**Problem details:** Search the entries for the word "utility" and return every line where it is found.

[Records from a data collection]
____________

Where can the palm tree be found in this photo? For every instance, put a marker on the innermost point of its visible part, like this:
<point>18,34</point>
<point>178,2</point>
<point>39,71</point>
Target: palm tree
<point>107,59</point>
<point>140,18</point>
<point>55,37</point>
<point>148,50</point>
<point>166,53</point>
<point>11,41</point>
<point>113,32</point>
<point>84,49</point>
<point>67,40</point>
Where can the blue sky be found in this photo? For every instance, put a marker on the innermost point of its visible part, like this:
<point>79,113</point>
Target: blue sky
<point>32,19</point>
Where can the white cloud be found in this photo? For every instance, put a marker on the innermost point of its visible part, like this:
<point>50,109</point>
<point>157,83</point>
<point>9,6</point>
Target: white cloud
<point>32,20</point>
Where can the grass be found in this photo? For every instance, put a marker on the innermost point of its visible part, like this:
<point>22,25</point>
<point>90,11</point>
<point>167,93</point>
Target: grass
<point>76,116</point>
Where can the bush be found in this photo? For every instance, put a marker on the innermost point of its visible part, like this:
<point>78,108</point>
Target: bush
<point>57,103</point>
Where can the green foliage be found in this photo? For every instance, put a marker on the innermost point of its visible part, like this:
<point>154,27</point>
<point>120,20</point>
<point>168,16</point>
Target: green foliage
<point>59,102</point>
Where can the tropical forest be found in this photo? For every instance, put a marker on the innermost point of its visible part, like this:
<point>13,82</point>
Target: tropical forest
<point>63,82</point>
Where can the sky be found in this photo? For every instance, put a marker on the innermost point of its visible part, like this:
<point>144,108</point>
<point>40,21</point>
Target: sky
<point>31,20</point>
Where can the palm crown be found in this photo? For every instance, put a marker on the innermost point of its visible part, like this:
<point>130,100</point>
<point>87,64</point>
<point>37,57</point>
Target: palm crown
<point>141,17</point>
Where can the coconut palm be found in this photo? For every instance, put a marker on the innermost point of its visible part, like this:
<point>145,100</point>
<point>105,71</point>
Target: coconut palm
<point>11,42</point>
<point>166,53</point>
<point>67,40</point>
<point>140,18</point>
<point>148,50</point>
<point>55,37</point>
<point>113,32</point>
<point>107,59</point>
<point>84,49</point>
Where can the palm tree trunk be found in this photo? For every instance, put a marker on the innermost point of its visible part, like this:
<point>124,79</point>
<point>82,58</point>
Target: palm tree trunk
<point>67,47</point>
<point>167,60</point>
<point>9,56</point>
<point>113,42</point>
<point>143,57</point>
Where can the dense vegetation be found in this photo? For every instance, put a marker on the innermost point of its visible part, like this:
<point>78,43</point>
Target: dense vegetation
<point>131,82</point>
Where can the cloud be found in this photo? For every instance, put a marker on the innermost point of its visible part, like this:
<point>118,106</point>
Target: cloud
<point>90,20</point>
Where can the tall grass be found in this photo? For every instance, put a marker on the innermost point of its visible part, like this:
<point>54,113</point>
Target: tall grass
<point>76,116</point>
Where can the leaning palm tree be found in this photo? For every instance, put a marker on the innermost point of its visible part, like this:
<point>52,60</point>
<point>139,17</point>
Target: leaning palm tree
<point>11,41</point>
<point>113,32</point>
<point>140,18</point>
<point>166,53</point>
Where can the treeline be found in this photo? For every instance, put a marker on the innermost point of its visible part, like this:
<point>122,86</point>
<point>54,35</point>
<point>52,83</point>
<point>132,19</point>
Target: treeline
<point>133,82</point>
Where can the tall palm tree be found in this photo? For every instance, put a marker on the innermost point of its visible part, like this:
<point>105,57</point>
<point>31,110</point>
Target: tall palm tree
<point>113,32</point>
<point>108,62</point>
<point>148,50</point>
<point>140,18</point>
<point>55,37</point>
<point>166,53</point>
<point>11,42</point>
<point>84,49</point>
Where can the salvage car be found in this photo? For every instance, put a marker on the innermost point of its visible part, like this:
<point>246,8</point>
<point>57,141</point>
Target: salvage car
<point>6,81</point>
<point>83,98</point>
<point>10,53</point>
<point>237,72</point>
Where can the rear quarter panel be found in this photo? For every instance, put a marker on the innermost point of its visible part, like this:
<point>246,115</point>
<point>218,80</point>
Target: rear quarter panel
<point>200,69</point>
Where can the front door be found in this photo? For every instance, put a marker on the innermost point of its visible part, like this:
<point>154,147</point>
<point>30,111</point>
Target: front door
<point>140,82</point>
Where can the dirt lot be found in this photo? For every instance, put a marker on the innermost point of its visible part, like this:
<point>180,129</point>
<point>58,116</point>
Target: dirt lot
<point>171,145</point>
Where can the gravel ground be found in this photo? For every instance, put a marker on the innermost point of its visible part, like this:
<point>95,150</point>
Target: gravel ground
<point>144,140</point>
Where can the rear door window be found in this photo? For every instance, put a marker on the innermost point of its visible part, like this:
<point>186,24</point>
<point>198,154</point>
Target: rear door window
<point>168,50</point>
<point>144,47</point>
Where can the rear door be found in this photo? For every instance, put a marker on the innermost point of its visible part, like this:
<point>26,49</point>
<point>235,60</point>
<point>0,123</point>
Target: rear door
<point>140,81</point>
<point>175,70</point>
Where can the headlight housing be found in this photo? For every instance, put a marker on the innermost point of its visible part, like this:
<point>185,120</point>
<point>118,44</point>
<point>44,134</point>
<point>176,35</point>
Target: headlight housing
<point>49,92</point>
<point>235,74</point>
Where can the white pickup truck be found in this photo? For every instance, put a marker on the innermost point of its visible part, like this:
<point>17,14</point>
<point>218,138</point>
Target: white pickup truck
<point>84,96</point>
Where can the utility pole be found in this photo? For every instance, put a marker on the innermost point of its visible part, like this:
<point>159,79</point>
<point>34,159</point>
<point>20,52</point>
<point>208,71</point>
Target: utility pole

____________

**Reply to the exercise:**
Where can the utility pole be found in this photo? For every instance, put a marker on the innermost point of its visible part, like this:
Target: utility pole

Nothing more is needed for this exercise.